Tekstfragment =
((

| |
| |
| |
Prentbrieven uit Holland
(Vervolg)
III
Wat zal ik u over Rotterdam vertellen? Rotterdam is een stad van handel en scheepvaart. Ik vind het wel leuk om de bedrijvigheid aan de rivier en de havens ga te slaan en met het oog van Meunier 't grootsche arbeidsgeweld van laden en lossen te bewonderen, maar dat kan ik even goed in Antwerpen. Koopman of schipper ben ik niet: een kritischen kijk heb ik dus niet op die dingen en 'k waag me niet onbeslagen op dat gladde handels- en scheepvaartkundig ijs. Lees er liever eens De Berkelmans van Willem Schürmann op na.
Wat mij hier 't allermeest getroffen heeft is een dagblad: de Nieuwe Rotterdamsche Courant. Ik zal nu niet gelijk Mark Twain, toen hij in zijn Tramp Abroad de ‘German Journals’ voor zijn werelddeel-genooten beschreef, de regels en woorden gaan optellen, of de el gaan leggen langs de artikels en berichten, ik kan ook zonder dat, alleen op 't oog al, gerust beweren dat naast deze Rotterdamsche al onze belgische kranten-in-dé-wereldtaal, naar de stof en den geest in 't niet verzinken. Hier is tenminste groote, voorname journalistiek, dat slaat geen belachelijk figuur naast de groote kranten van beschaafde landen als Engeland en Duitschland. Dat kost wel een 45 fr. 's jaars, maar daar krijgt ge ook wat voor. Ge krijgt daarvoor iets wat, naar omvang en gehalte, zooveel waarde heeft als een half dozijn tijdschriften. Ge wordt daarvoor, elken ochtend en elken avond, onderhoudend en degelijk ingelicht en onderricht over alle takken van geest en leven: over binnen- en buitenlandsche politiek, over handel en nijverheid, over godsdienst- | |
| |
zaken, over wetenschap en kunst, over boeken en tijdschriften. Door wie? Niet door onbekende, toevallige, onverantwoordelijke bijdragers, zooals dat bij ons veelal geschiedt, maar door soms onderteekende of meestal van ieder gekende, met oordeel uitgekozen, want goedbetaalde, vaste, verantwoordelijke medewerkers. De Rotterdamsche heeft welbekende mannen in haar dienst, mannen van tel: de Meester, die Geertje schreef, Brusse, de schrijver van Boefje, van Hulzen, Augusta De Wit, om er niet méér te noemen. In het buitenland heeft ze haar vaste, betaalde briefwisselaars. Zoo, bij ons, twee Van-Nu-en-Straksers: De Bom, te Antwerpen en Van de Woestijne te Brussel. En als ge de brieven van die Vlamingen leest, wordt ge fier op uw Vlaanderen: hun geschriften doen kleurig en zwierig naast de valer en stijver opstellen van hun hollandsche kollegas en
doorstaan de vergelijking met eere. Onder ons gezegd: Van de Woestijne, de kranteman, is een heel ander mensch dan Van de Woestijne, de dichter, hier is hij een vlaamsche gemeenschapsmensch lijk gij en ik, een verstaanbaar, leuk, goedschrijvend man, 't is net of er twee Van de Woestijne's zijn.

))

Jouw opdracht = Welke twee Van-Nu-en-Straksers noemt het tekstfragment als vaste briefwisselaars van de Nieuwe Rotterdamsche Courant, en in welke stad werkt elk van hen?

Aangeleverde gegevens =
((

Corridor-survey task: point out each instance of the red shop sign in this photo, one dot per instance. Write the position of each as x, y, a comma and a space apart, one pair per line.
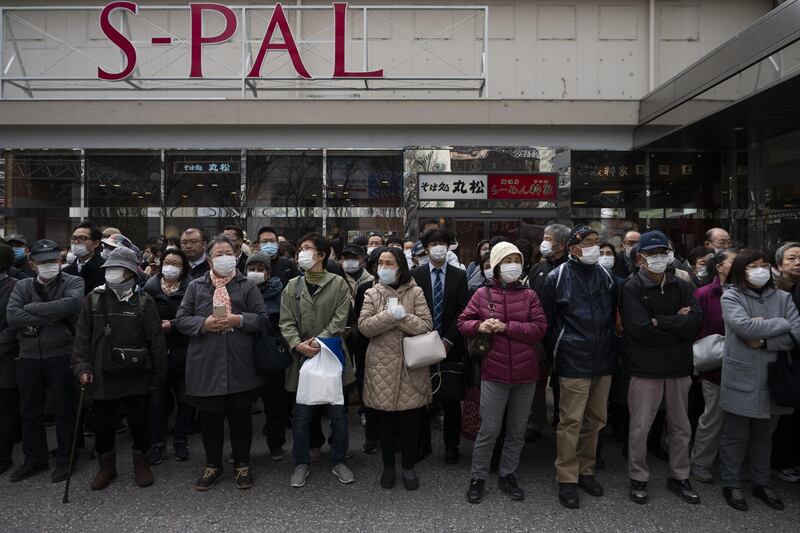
542, 187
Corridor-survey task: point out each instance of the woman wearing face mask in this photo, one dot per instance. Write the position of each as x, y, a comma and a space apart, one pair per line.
394, 308
132, 317
511, 313
758, 323
167, 289
221, 313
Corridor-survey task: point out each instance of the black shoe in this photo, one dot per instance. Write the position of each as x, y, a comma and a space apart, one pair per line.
532, 435
26, 471
451, 456
568, 495
423, 452
388, 477
735, 498
768, 496
638, 492
589, 485
683, 488
157, 455
508, 484
208, 478
181, 451
59, 473
475, 492
410, 481
370, 447
244, 477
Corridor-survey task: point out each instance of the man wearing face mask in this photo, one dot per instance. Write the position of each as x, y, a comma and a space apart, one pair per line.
85, 244
660, 320
281, 267
445, 288
21, 268
43, 311
580, 301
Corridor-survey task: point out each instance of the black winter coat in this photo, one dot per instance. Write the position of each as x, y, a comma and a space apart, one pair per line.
663, 350
167, 309
580, 302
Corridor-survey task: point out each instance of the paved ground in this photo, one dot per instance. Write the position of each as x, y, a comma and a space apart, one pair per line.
326, 505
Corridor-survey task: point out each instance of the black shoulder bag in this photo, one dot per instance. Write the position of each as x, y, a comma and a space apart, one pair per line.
122, 361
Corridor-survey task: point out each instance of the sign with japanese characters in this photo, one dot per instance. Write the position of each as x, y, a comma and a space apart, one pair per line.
542, 187
452, 186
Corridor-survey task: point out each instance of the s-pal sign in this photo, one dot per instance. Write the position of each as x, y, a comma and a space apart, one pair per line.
198, 38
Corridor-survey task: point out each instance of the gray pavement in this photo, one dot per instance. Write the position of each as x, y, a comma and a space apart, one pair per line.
326, 505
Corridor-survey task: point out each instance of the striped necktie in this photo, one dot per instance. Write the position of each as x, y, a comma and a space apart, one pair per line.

))

Antwoord = De Bom in Antwerpen en Van de Woestijne in Brussel.